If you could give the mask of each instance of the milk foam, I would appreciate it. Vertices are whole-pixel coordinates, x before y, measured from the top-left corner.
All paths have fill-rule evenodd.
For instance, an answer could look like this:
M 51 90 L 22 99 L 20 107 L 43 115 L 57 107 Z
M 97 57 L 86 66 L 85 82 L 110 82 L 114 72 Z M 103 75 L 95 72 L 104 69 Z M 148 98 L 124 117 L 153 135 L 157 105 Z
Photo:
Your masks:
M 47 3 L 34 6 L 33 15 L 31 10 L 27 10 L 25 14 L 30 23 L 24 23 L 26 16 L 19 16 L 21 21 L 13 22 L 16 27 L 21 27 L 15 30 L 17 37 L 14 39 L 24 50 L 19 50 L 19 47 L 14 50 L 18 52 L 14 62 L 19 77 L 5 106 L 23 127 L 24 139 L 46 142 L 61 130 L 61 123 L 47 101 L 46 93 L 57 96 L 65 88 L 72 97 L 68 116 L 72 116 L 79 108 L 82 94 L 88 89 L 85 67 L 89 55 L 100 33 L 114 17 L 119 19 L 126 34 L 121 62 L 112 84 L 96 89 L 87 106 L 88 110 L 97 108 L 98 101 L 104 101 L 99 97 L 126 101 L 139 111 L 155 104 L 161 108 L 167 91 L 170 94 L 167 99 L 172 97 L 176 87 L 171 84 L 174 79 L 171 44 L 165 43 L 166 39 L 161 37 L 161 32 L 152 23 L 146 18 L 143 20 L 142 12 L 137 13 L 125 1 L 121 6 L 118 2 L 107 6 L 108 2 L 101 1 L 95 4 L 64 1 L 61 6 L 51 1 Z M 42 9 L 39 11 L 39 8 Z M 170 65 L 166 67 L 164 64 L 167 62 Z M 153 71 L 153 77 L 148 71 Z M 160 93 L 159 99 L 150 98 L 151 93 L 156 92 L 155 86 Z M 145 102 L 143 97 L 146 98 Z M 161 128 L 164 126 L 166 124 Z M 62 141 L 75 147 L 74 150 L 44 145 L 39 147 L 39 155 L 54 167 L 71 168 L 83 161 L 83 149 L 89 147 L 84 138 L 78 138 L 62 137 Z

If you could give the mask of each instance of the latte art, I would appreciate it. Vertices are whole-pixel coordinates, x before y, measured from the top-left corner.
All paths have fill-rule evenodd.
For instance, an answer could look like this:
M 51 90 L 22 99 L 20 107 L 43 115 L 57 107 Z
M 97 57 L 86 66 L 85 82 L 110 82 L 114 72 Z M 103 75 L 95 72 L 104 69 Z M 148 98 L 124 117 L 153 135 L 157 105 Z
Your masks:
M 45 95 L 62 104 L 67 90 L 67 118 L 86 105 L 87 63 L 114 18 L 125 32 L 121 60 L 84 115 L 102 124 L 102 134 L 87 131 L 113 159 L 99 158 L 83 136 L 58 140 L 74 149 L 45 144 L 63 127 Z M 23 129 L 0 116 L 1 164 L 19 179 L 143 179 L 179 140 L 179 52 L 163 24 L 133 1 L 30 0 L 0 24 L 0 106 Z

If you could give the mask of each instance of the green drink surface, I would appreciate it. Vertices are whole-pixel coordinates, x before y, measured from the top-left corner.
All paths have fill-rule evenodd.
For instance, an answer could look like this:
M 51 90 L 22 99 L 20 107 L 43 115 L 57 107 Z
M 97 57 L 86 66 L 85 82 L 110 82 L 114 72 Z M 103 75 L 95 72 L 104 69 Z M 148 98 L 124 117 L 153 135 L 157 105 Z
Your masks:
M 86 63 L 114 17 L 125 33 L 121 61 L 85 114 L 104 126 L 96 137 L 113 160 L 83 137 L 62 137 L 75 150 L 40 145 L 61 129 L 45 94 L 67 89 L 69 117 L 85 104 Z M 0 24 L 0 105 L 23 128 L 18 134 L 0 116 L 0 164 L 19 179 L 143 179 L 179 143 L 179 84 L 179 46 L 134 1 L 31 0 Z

● Given request
Reproduce each record shown above without altering a single word.

● Correct response
If you could give the mask of each instance of the milk foam, I would appreciate it. Vertices are whole-pixel coordinates, x before y, measured from the top-left corner.
All paths have fill-rule evenodd.
For instance, an answer could look like this:
M 51 90 L 22 99 L 20 107 L 43 115 L 57 107 Z
M 97 57 L 86 66 L 85 82 L 110 82 L 114 72 Z M 103 75 L 95 72 L 104 69 Z M 148 98 L 124 117 L 153 135 L 157 105 Z
Photo:
Your masks:
M 47 3 L 34 6 L 33 15 L 31 10 L 27 10 L 25 14 L 30 23 L 24 23 L 26 16 L 19 16 L 21 21 L 13 22 L 16 27 L 21 27 L 15 30 L 17 37 L 14 39 L 24 50 L 19 50 L 19 47 L 14 50 L 18 52 L 14 62 L 19 77 L 5 106 L 23 127 L 24 139 L 46 142 L 61 130 L 61 123 L 47 101 L 46 93 L 57 96 L 65 88 L 72 97 L 68 116 L 72 116 L 79 108 L 82 94 L 88 89 L 85 67 L 89 55 L 100 33 L 114 17 L 119 19 L 126 34 L 121 62 L 112 84 L 96 89 L 87 106 L 88 110 L 97 108 L 98 101 L 104 101 L 99 97 L 126 101 L 139 111 L 155 104 L 161 108 L 167 91 L 170 94 L 167 99 L 172 97 L 176 87 L 171 84 L 174 79 L 171 44 L 165 43 L 166 39 L 161 37 L 161 32 L 152 23 L 146 18 L 143 20 L 142 12 L 137 13 L 125 1 L 121 6 L 118 2 L 107 6 L 108 2 L 101 1 L 95 4 L 64 1 L 61 6 L 51 1 Z M 42 9 L 39 11 L 39 8 Z M 170 65 L 166 67 L 164 64 L 167 62 Z M 153 71 L 153 77 L 148 71 Z M 160 93 L 159 99 L 150 98 L 151 93 L 156 92 L 155 86 Z M 145 102 L 143 97 L 146 98 Z M 161 128 L 164 126 L 166 124 Z M 62 141 L 75 147 L 74 150 L 44 145 L 39 147 L 39 155 L 54 167 L 71 168 L 83 161 L 83 149 L 89 147 L 84 138 L 78 138 L 62 137 Z

If you could give the mask of each instance of the latte art, I would appreciate it. Vertices are whole-pixel coordinates, x before y, measured from the top-left corner.
All paths have fill-rule evenodd.
For instance, an answer could look like this:
M 51 90 L 22 99 L 20 107 L 43 115 L 57 107 Z
M 97 57 L 86 66 L 85 82 L 110 82 L 114 72 Z M 103 75 L 95 72 L 104 69 Z M 148 98 L 124 117 L 153 135 L 157 105 Z
Your masks:
M 45 95 L 62 104 L 67 90 L 67 118 L 86 105 L 87 63 L 114 18 L 125 32 L 121 60 L 84 115 L 102 124 L 102 134 L 87 131 L 113 159 L 99 158 L 83 136 L 58 140 L 74 149 L 45 144 L 63 127 Z M 23 129 L 0 116 L 1 164 L 19 179 L 143 179 L 179 140 L 179 52 L 163 24 L 133 1 L 30 0 L 0 24 L 0 106 Z

If you could give the mask of each instance of the green drink surface, I would appreciate it. Vertices are whole-pixel coordinates, x before y, measured from the top-left corner.
All paths have fill-rule evenodd.
For instance, an answer could look like this:
M 51 90 L 22 99 L 20 107 L 43 115 L 57 107 Z
M 97 57 L 86 66 L 85 82 L 110 82 L 114 72 Z M 103 75 L 95 72 L 104 69 Z M 148 98 L 124 117 L 153 135 L 157 105 Z
Your masks:
M 86 63 L 114 17 L 125 33 L 121 61 L 85 114 L 104 126 L 96 137 L 113 160 L 83 137 L 62 137 L 75 150 L 40 145 L 61 129 L 45 94 L 67 89 L 69 117 L 85 104 Z M 0 24 L 0 105 L 23 128 L 18 134 L 0 116 L 0 164 L 19 179 L 143 179 L 179 143 L 179 84 L 179 46 L 134 1 L 31 0 Z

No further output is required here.